◆ TASKS ◆
A. In the news report on Canada's anti-terror law, what was the vote count by which parliamentarians approved the amendment?
B. Resume the news report on Canada's anti-terror law, picking up after its final sentence.

Lawmakers amended Canada's anti-terror law on Monday, one year after its top court quashed the original that allowed Ottawa to detain foreigners suspected of terror ties without charges for many years.
The new measures contained in its immigration and refugee protection act would still permit secret court hearings and indefinite incarceration.
But a special advocate would be assigned in each case to challenge Ottawa's refusal to disclose secret evidence for reasons of national security or public safety, and to question the relevance and sufficiency of the information.
Critics say the slightly modified law will still not pass constitutional muster.
Opposition members of parliament who backed Canadian Prime Minister Stephen Harper's minority government to pass it before the old act expires on Feb. 23 said it was the best they could hope for in such a time frame.
Five men accused of terrorist links since the Sept. 11, 2001, attacks in the US are currently in jail or living under strict bail conditions, facing deportation from Canada under the security regime.
Lawyers for three of the men suspected of being al-Qaeda sleeper agents asked Canada's top court in June 2006 to review the use of so-called security certificates. They were backed by 11 civil rights groups.
Canadian lawmakers said the extraordinary measures were absolutely necessary to thwart possible terrorist attacks, but critics argued they breached civil liberties.
The nine justices of the Supreme Court sided with the appellants, but allowed parliament one year to amend the law, as requested by government attorneys.
Parliamentarians on Monday voted 191 to 54 in favor of the amendment.
Meanwhile, a military judge on Monday was examining the legality of a case brought against a young Canadian held in Guantanamo Bay after being arrested at age 15 in Afghanistan, military sources said.
Omar Khadr was seized in Afghanistan in 2002 and taken to the US military prison in Guantanamo Bay, Cuba, as part of the drive to round up extremists in the wake of the Sept. 11 attacks.
Now in his early 20s, he is accused of killing a US soldier with a hand grenade as he was being arrested for making explosives.

◆ PROVIDED MATERIAL ◆
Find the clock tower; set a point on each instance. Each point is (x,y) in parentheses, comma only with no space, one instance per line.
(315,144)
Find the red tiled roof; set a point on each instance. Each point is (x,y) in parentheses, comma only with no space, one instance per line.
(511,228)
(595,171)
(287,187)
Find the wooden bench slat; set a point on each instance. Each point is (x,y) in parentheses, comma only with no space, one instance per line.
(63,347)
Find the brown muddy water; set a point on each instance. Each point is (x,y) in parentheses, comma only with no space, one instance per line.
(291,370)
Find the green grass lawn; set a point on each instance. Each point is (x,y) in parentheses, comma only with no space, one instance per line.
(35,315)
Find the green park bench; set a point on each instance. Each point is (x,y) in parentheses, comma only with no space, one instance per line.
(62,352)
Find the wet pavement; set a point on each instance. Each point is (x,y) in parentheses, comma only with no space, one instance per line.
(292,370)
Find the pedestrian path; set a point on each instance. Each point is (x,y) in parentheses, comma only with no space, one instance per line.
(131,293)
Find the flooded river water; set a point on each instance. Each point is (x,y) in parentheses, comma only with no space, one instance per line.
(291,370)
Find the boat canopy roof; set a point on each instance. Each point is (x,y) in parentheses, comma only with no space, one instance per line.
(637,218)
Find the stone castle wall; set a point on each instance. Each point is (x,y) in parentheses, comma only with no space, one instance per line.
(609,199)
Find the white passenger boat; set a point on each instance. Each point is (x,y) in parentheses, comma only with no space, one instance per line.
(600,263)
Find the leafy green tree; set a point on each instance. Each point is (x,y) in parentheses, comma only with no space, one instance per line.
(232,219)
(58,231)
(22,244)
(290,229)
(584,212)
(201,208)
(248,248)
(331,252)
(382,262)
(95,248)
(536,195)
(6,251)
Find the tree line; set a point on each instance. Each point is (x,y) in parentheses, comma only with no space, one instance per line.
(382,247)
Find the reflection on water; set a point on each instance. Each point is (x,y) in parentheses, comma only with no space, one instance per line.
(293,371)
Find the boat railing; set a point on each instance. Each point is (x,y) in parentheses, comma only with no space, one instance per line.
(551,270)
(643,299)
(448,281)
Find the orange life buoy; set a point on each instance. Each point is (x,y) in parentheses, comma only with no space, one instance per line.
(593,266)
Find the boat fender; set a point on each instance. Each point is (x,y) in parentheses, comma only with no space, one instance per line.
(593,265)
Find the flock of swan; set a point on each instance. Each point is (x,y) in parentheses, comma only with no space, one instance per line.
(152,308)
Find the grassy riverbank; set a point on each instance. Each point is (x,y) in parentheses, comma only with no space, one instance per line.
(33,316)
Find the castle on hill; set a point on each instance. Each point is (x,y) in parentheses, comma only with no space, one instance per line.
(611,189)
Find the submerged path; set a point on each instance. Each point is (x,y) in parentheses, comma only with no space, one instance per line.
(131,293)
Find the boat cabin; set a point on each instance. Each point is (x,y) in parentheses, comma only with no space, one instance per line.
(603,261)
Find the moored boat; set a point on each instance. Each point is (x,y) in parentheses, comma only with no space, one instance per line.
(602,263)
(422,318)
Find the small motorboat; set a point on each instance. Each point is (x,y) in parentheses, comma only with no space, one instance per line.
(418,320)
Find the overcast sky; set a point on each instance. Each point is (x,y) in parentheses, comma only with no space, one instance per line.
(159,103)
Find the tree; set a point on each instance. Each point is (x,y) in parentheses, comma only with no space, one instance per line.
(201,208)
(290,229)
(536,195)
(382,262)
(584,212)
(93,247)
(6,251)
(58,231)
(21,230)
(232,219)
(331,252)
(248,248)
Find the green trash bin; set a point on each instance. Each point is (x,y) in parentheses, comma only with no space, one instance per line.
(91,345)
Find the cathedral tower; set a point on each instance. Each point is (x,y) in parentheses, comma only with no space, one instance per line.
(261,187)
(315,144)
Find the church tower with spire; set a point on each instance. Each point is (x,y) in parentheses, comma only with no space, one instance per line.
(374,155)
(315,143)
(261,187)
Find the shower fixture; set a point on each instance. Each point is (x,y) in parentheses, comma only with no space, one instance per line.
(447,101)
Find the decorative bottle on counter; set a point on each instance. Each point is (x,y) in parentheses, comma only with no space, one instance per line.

◆ EXERCISE RESPONSES ◆
A. 191 to 54

B.
It was not known when the judge would make his ruling, but defense lawyers argue the special military courts set up in Guantanamo have no authority to try minors.
They maintain that if Khadr's case goes to trial it will be the first time in Western history that a person will have been tried for war crimes committed while still a child.
"In the six years since the first prisoners arrived at Guantanamo, the Bush administration has failed to bring a single military commissions case to trial because it insists on using a system with fatal due process flaws," said Hina Shamsi, an attorney with the powerful American Civil Liberties Union.
"That one of the first tests of this illegitimate system is the prosecution for war crimes of someone captured as a child shows just how much of a moral and legal failure Guantanamo is," Shamsi said.
Canadian parliamentarians and law experts, as well as human rights groups, have all supported Khadr's lawyers.
"UNICEF is concerned that such a prosecution, in particular in front of a military commission not equipped to meet the required standards, would set a dangerous precedent for the protection of hundreds of thousands of children who find themselves unwittingly involved in conflict around the world," the UN children's fund said in a statement.
So far, only four out of the 275 prisoners held in the remote military base have been brought to trial -- two of them were minors at the time of the alleged events.
Another court hearing is also planned for the end of the week when Yemeni national Salim Hamdan, who worked as a driver and bodyguard for al-Qaeda leader Osama bin Laden, is due to appear.
His appeal to the US Supreme Court resulted in the first military courts in Guantanamo being ruled as invalid in June 2006.
A new hearing is not planned for June, but his lawyers have continued to argue that new tribunals hastily set up by the US Congress in late 2006 still have no authority.
They also argue that Hamdan has been too traumatized by his years in Guantanamo to be tried.